** Begin **

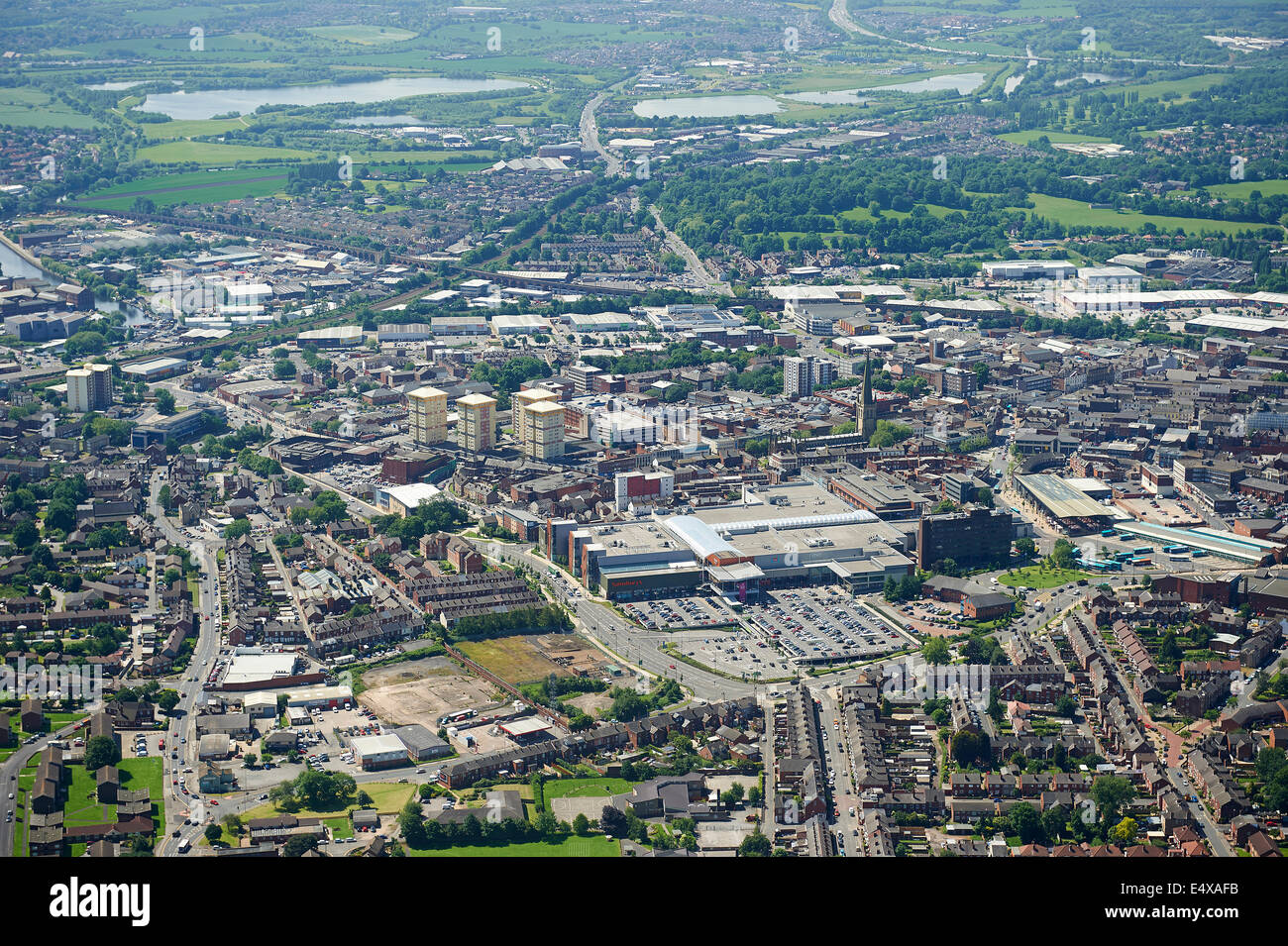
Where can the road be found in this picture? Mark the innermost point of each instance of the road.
(697, 269)
(590, 134)
(183, 718)
(840, 14)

** End **

● WHAT THIS TASK INVOLVES: Copy every row above word for word, leaving out the pictures.

● EXERCISE SOLUTION:
Where can the road be found in this picture? Mark the innermost point of each instance of the road.
(697, 269)
(590, 134)
(183, 718)
(840, 14)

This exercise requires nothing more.